[Referring expression grounding data]
BEGIN

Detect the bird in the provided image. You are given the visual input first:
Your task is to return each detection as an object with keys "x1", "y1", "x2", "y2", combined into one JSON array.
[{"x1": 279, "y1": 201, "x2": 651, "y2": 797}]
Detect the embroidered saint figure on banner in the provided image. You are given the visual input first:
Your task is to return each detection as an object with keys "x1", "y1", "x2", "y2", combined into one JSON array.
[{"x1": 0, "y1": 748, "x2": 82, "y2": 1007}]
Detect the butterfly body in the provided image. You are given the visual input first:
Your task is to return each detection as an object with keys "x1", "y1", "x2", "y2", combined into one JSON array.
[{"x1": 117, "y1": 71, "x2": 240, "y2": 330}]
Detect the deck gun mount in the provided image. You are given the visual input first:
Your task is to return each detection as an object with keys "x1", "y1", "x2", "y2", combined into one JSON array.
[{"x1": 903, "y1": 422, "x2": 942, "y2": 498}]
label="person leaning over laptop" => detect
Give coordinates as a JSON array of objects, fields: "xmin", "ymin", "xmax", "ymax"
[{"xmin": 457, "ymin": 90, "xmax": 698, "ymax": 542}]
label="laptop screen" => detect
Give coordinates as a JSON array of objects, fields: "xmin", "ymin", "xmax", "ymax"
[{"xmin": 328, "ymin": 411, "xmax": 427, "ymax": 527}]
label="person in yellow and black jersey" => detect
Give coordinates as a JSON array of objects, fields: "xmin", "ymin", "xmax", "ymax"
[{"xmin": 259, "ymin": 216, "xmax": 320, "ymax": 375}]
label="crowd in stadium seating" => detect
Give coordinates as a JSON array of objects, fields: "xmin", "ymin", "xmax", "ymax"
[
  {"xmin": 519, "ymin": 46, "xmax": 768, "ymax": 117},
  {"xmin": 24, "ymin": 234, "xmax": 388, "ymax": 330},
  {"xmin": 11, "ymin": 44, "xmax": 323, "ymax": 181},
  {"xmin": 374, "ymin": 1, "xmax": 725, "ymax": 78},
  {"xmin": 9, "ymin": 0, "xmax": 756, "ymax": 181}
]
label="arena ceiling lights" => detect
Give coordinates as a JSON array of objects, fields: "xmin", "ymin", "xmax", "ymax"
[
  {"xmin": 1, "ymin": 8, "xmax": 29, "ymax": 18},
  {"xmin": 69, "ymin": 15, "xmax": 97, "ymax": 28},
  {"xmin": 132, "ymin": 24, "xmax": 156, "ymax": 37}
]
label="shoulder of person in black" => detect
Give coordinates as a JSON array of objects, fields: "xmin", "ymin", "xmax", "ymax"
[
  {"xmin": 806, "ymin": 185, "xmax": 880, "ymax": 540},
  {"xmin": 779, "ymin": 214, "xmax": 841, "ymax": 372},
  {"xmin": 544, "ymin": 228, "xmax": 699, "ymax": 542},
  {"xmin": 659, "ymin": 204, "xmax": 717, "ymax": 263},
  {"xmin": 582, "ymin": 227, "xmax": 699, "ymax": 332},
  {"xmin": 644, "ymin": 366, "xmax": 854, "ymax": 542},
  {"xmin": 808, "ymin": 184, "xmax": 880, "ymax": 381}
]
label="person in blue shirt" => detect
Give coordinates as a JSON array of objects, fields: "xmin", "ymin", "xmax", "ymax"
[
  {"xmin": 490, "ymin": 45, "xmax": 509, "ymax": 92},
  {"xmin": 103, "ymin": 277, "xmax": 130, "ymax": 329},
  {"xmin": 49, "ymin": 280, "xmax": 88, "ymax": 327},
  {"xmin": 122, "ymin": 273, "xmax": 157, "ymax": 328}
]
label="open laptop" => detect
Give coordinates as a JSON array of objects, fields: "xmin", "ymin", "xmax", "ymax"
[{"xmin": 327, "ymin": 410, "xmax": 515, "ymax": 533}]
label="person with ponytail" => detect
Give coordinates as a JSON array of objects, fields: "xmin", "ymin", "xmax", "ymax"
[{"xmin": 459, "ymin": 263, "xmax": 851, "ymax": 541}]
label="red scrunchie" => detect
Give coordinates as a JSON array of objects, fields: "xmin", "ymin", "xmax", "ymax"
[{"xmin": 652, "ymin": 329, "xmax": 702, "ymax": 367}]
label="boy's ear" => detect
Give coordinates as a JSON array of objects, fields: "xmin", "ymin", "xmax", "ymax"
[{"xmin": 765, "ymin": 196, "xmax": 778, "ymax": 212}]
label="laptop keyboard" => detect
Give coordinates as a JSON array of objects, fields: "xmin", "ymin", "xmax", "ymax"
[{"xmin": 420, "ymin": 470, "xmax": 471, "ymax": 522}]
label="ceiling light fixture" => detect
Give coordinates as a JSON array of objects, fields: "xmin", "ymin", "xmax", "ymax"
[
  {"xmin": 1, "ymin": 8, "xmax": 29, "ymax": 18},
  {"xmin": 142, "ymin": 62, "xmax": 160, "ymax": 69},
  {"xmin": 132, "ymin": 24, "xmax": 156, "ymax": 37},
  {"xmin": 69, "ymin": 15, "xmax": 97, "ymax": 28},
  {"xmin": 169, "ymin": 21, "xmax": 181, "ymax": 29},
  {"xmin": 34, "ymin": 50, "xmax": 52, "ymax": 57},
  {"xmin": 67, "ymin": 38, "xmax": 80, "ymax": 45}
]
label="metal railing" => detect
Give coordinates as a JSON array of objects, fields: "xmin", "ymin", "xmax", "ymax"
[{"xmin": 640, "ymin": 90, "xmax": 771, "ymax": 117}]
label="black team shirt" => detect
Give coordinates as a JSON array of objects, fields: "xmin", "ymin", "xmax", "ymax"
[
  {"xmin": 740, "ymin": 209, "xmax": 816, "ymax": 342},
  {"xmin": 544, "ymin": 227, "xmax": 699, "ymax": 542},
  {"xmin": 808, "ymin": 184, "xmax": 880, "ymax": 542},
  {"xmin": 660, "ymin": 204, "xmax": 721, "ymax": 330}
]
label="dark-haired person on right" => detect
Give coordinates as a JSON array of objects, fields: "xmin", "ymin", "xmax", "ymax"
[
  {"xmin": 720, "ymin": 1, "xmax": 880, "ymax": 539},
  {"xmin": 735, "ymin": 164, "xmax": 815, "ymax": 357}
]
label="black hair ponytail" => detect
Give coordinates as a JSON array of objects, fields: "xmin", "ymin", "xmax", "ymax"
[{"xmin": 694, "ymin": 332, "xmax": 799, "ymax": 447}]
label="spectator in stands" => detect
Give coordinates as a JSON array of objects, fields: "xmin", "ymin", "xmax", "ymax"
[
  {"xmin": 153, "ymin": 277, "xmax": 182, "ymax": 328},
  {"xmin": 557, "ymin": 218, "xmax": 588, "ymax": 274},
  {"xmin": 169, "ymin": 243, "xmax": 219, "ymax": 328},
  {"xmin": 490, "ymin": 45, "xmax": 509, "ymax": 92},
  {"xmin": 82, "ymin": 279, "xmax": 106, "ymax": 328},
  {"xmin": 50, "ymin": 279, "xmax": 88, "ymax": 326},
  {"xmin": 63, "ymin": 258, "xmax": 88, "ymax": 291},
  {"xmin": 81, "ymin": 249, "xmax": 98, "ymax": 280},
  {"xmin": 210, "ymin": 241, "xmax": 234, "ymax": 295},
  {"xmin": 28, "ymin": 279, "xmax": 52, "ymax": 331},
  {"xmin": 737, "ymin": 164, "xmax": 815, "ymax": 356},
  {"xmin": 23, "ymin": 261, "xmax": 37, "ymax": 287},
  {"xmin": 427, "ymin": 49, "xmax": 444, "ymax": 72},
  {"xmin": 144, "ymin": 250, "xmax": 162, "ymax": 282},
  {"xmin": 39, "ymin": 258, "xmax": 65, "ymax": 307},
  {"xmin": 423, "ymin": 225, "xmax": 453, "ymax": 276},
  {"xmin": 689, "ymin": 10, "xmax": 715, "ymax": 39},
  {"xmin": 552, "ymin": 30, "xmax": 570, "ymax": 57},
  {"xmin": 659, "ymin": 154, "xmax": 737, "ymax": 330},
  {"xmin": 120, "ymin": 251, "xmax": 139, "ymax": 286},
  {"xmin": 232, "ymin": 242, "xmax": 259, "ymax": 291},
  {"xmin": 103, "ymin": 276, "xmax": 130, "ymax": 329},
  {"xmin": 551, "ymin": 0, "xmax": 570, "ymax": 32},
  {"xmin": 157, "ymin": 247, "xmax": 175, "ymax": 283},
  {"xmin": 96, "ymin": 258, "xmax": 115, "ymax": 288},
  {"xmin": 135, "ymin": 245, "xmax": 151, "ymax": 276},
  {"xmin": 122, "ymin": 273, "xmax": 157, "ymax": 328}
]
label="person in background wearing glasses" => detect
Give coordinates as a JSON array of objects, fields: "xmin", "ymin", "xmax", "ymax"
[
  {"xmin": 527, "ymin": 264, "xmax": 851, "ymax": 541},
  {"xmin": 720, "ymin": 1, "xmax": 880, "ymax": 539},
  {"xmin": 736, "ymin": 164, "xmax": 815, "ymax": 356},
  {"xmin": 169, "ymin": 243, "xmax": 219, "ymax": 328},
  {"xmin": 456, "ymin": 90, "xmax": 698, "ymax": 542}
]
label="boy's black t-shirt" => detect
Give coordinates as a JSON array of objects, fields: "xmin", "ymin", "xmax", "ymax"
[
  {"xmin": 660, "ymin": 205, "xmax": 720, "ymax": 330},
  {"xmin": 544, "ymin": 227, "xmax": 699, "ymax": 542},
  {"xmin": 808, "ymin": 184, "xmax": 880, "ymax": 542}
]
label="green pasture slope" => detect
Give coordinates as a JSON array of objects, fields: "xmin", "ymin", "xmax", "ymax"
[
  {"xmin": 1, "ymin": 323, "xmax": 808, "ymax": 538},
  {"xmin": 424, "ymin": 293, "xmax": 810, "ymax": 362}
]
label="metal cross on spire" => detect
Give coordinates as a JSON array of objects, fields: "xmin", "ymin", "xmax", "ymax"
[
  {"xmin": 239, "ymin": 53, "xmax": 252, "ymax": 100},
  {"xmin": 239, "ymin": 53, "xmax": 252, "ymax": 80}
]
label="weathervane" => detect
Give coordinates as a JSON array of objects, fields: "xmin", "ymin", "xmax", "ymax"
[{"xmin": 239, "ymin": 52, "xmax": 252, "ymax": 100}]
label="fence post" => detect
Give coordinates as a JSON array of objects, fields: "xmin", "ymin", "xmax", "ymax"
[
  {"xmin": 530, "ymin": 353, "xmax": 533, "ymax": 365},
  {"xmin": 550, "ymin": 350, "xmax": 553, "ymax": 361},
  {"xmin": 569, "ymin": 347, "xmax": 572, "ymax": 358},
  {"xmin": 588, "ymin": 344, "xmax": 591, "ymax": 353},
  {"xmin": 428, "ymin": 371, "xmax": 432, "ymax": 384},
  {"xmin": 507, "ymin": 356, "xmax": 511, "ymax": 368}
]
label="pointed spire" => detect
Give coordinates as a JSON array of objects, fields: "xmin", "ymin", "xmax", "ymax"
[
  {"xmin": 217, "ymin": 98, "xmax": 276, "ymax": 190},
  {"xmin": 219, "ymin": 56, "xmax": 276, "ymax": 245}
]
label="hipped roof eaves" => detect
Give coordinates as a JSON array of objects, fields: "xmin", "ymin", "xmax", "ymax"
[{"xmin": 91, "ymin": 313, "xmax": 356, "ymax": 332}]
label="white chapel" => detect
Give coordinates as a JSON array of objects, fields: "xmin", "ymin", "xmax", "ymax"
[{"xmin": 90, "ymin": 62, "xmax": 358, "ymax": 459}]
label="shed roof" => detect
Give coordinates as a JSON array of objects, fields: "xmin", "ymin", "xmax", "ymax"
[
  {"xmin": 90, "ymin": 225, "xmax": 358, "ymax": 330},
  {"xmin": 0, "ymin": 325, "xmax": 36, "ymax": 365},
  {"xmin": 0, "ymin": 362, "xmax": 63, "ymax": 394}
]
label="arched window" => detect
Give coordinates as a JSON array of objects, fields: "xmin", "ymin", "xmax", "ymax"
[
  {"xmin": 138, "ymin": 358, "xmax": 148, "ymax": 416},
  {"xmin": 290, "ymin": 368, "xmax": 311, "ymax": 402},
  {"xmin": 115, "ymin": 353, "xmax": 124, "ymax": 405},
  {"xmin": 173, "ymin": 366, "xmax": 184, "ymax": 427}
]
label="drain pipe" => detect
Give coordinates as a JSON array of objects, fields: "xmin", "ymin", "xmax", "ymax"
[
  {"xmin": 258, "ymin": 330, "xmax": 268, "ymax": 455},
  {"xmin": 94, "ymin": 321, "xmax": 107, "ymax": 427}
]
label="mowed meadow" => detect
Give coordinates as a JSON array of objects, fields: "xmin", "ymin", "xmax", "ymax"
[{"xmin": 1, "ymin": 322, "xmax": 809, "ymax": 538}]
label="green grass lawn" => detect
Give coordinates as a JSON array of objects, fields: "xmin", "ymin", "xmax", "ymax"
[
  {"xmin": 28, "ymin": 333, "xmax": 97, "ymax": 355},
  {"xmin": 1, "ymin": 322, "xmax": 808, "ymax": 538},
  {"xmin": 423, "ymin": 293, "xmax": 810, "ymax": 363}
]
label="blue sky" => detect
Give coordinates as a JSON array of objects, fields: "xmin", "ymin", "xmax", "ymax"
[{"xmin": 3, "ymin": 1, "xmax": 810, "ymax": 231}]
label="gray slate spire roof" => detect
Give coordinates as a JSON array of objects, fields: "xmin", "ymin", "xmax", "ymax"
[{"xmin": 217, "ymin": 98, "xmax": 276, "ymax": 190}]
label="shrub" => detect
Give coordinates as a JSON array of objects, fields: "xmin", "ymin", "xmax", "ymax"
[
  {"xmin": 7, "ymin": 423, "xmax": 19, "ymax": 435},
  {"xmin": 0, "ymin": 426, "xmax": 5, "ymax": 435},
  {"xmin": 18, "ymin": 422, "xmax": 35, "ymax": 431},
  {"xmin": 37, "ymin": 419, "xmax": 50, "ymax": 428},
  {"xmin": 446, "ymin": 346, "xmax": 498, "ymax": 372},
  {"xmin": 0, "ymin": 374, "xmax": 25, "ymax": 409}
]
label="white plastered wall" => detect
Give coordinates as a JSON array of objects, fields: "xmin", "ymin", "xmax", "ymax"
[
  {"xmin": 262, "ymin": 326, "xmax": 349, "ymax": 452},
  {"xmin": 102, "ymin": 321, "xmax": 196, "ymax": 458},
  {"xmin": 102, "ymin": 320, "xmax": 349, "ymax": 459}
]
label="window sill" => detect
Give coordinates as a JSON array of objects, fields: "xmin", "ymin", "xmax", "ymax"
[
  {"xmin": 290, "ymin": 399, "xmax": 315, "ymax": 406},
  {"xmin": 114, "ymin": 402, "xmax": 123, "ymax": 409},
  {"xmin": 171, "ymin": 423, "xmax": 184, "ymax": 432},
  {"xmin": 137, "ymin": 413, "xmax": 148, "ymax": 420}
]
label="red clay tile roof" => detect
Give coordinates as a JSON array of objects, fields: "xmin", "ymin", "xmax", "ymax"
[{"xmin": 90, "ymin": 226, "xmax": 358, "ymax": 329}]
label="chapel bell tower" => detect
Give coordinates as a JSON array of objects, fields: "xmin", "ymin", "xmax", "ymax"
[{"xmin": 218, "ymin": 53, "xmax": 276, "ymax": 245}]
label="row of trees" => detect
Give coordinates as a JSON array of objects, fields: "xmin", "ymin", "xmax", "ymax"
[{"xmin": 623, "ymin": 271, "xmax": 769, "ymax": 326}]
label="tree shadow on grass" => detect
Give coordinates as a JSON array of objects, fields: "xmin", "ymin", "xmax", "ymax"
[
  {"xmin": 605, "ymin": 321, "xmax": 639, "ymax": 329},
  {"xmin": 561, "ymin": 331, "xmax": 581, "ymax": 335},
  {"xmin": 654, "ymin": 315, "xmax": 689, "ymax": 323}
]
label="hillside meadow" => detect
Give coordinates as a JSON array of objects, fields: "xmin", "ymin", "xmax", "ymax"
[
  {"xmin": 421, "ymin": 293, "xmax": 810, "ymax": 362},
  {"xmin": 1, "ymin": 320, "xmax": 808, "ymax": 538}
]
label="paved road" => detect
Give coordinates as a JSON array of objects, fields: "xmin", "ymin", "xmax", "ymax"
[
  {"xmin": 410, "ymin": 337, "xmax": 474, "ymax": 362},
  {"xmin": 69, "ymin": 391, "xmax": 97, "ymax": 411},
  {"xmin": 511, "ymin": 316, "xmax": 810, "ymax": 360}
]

END

→ What the task asks: Once a line of the records is found to contain "spire", copy it out.

→ Solution to this exercise:
label="metal cross on spire" => detect
label="pointed spire" => detect
label="gray slate spire roof" => detect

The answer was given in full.